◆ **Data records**
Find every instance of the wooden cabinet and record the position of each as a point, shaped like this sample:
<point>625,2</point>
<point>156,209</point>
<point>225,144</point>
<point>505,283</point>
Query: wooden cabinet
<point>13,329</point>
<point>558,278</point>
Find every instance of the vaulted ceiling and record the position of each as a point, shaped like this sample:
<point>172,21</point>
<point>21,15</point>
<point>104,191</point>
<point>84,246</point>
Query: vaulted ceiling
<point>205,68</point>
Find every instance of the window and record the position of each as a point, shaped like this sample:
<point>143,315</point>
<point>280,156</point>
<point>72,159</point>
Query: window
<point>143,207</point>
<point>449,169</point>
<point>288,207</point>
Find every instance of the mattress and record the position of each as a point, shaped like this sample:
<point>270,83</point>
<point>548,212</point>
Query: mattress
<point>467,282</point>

---

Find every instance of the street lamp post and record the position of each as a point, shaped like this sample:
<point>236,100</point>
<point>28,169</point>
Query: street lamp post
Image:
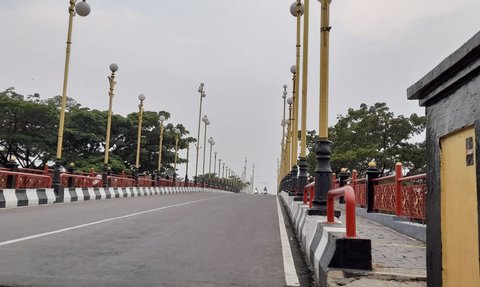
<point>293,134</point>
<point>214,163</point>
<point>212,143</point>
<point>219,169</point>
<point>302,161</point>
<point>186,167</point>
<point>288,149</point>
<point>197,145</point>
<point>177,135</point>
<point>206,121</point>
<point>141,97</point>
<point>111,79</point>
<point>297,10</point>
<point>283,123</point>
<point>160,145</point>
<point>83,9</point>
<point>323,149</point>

◆ **STATED GOAL**
Rescale the lines between the one holding "Find every instance of the vaulted" and the one holding "<point>467,282</point>", inclusive, writing out every line again with the requests included. Multiply each coordinate in the answer points that follow each "Query:" line by 1.4 and round to whole numbers with halves rounded up, leaving the requests and their sample points unchanged.

◆ **REPLY TO THE TASK**
Find every instance of the vaulted ceiling and record the position of each as a point, shaped like this sample:
<point>172,21</point>
<point>21,15</point>
<point>104,191</point>
<point>84,246</point>
Query: vaulted ceiling
<point>287,95</point>
Find every instance of the window and record the position of each as a point, shaped like this sample:
<point>143,315</point>
<point>280,156</point>
<point>72,159</point>
Query: window
<point>200,290</point>
<point>629,237</point>
<point>403,290</point>
Find every instance of the mattress and record the position of each as a point, shaped like this sample:
<point>270,83</point>
<point>548,212</point>
Query: mattress
<point>654,395</point>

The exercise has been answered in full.